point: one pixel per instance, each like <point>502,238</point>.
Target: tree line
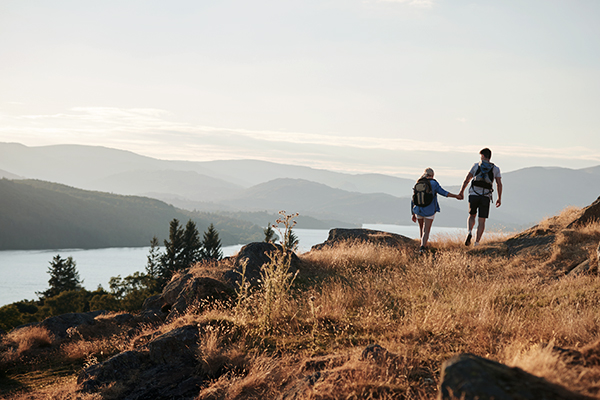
<point>66,294</point>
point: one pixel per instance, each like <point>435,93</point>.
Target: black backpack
<point>422,193</point>
<point>484,176</point>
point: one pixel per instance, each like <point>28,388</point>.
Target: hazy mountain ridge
<point>530,194</point>
<point>42,215</point>
<point>94,166</point>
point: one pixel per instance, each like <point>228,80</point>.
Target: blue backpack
<point>484,176</point>
<point>422,193</point>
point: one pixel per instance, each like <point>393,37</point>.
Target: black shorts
<point>481,203</point>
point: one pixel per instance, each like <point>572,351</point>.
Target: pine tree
<point>63,277</point>
<point>192,249</point>
<point>269,233</point>
<point>171,260</point>
<point>291,240</point>
<point>153,266</point>
<point>211,244</point>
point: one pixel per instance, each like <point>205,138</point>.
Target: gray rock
<point>60,324</point>
<point>588,214</point>
<point>175,347</point>
<point>339,235</point>
<point>255,256</point>
<point>375,353</point>
<point>470,377</point>
<point>164,368</point>
<point>582,268</point>
<point>188,290</point>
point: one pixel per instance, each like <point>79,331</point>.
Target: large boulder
<point>254,256</point>
<point>188,290</point>
<point>588,214</point>
<point>470,377</point>
<point>61,325</point>
<point>388,239</point>
<point>164,368</point>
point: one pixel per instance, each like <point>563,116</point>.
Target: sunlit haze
<point>385,86</point>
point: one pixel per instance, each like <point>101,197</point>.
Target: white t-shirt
<point>475,190</point>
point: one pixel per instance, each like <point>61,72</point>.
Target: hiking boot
<point>468,241</point>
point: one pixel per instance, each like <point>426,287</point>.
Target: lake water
<point>24,272</point>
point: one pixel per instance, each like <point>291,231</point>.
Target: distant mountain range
<point>324,198</point>
<point>42,215</point>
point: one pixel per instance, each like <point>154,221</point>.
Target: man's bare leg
<point>480,229</point>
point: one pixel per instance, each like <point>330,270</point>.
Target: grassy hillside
<point>43,215</point>
<point>523,310</point>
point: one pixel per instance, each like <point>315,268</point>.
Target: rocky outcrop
<point>588,214</point>
<point>255,256</point>
<point>470,377</point>
<point>339,235</point>
<point>164,368</point>
<point>61,325</point>
<point>188,290</point>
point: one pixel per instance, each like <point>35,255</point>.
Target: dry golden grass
<point>24,340</point>
<point>422,309</point>
<point>59,389</point>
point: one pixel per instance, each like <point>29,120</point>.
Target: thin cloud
<point>157,133</point>
<point>412,3</point>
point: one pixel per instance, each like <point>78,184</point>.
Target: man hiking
<point>483,174</point>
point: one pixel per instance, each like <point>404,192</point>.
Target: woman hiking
<point>424,204</point>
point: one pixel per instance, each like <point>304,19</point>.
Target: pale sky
<point>387,86</point>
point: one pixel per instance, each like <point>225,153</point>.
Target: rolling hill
<point>42,215</point>
<point>530,194</point>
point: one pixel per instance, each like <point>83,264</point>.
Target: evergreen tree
<point>171,260</point>
<point>63,277</point>
<point>269,233</point>
<point>181,250</point>
<point>291,240</point>
<point>211,244</point>
<point>153,267</point>
<point>192,249</point>
<point>153,264</point>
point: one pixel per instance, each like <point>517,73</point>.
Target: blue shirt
<point>434,206</point>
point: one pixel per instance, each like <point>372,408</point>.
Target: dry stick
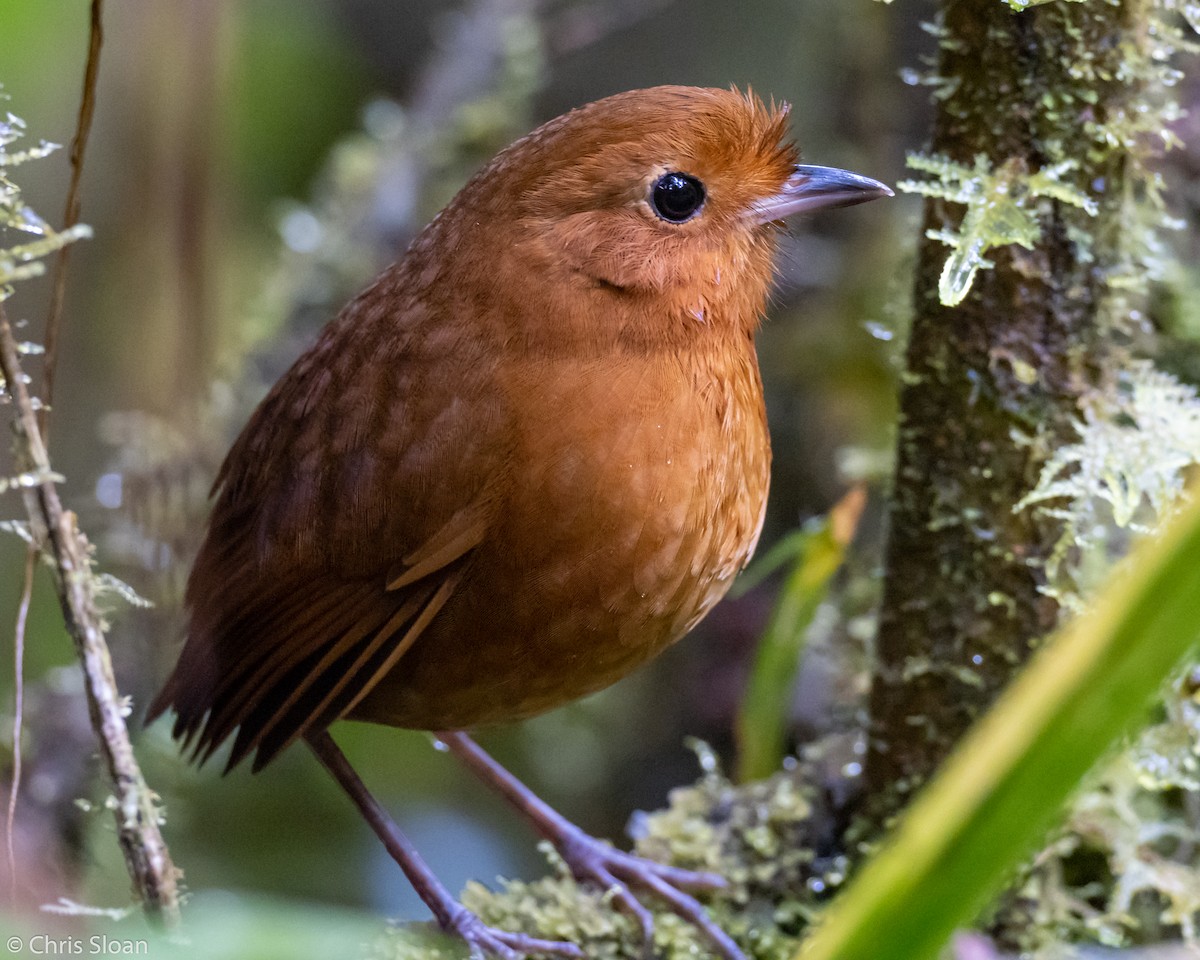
<point>18,714</point>
<point>137,819</point>
<point>71,214</point>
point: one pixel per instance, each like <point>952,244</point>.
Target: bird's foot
<point>621,874</point>
<point>489,941</point>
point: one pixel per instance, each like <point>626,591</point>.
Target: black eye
<point>676,197</point>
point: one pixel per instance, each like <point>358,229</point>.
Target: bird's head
<point>671,193</point>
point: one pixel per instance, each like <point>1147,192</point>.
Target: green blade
<point>1006,785</point>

══════

Copy each line of the records precisely and drop any images they hold.

point: one pixel per instance, each like <point>502,238</point>.
Target: tree line
<point>66,294</point>
point: one pixel per instance, each like <point>435,93</point>.
Target: black backpack
<point>422,193</point>
<point>484,176</point>
point: one pixel per instance, each like <point>28,388</point>.
Target: hazy mountain ridge
<point>530,194</point>
<point>42,215</point>
<point>94,166</point>
point: one pixel per instance, each like <point>228,80</point>.
Target: blue backpack
<point>484,176</point>
<point>422,193</point>
point: one pixel per instance, each like <point>393,37</point>.
Target: black shorts
<point>481,203</point>
point: one pixel per instance, each like <point>572,351</point>.
Target: pine tree
<point>63,277</point>
<point>192,249</point>
<point>269,233</point>
<point>171,260</point>
<point>291,240</point>
<point>153,266</point>
<point>211,244</point>
point: one pixel per instance, each like <point>205,138</point>.
Target: gray rock
<point>60,324</point>
<point>588,214</point>
<point>175,347</point>
<point>339,235</point>
<point>255,256</point>
<point>375,353</point>
<point>470,377</point>
<point>164,368</point>
<point>582,268</point>
<point>188,290</point>
point: one pixel per instance, each like <point>79,331</point>.
Target: large boulder
<point>254,256</point>
<point>188,290</point>
<point>588,214</point>
<point>470,377</point>
<point>61,325</point>
<point>388,239</point>
<point>164,368</point>
point: one pixel per instance, each like <point>563,116</point>.
Target: sunlit haze
<point>385,86</point>
point: one pixel per instance, each like <point>101,197</point>.
Target: white t-shirt
<point>475,190</point>
point: one pixel per instance, each like <point>61,72</point>.
Target: hiking boot
<point>468,241</point>
point: one pixel per instance, each like <point>426,287</point>.
Target: lake water
<point>24,272</point>
point: one pixel per instance, each like <point>291,231</point>.
Target: distant mountain range
<point>324,198</point>
<point>42,215</point>
point: one pixel per instance, each like <point>154,221</point>.
Target: man's bare leg
<point>480,229</point>
point: one pixel per instance, each like <point>330,270</point>.
Target: grassy hillside
<point>43,215</point>
<point>523,310</point>
point: one pixel per instance, each like <point>315,268</point>.
Target: rocky outcrop
<point>588,214</point>
<point>255,256</point>
<point>470,377</point>
<point>339,235</point>
<point>164,368</point>
<point>61,325</point>
<point>188,290</point>
point: one pixel per instance, each like <point>35,255</point>.
Target: dry golden grass
<point>24,340</point>
<point>422,309</point>
<point>59,389</point>
point: one pixel per instance, each like <point>29,120</point>.
Target: thin cloud
<point>157,133</point>
<point>412,3</point>
point: one pixel per instance, each like <point>78,184</point>.
Target: man hiking
<point>483,174</point>
point: one pixel per instance, each like <point>404,192</point>.
Target: woman hiking
<point>424,204</point>
point: one pixel per instance, each like <point>304,19</point>.
Target: pale sky
<point>387,86</point>
point: one pixel per instance, each like <point>225,153</point>.
Target: rolling hill
<point>42,215</point>
<point>530,194</point>
point: one pixel per instance, each like <point>83,264</point>.
Target: evergreen tree
<point>171,260</point>
<point>63,277</point>
<point>269,233</point>
<point>181,250</point>
<point>291,240</point>
<point>211,244</point>
<point>153,267</point>
<point>192,249</point>
<point>153,264</point>
point: one pixel per instance, each like <point>517,73</point>.
Target: blue shirt
<point>434,206</point>
point: one pixel per instance, each like <point>372,408</point>.
Target: dry stick
<point>18,714</point>
<point>137,819</point>
<point>71,214</point>
point: one pixel per instance, each like <point>952,244</point>.
Target: bird's foot
<point>621,874</point>
<point>489,941</point>
point: one pixel per instance, each like <point>626,591</point>.
Target: black eye
<point>676,197</point>
point: one pixel per instance, each like <point>358,229</point>.
Target: bird's head
<point>671,193</point>
point: one pixel per instance, each like <point>1147,192</point>.
Target: green blade
<point>1006,785</point>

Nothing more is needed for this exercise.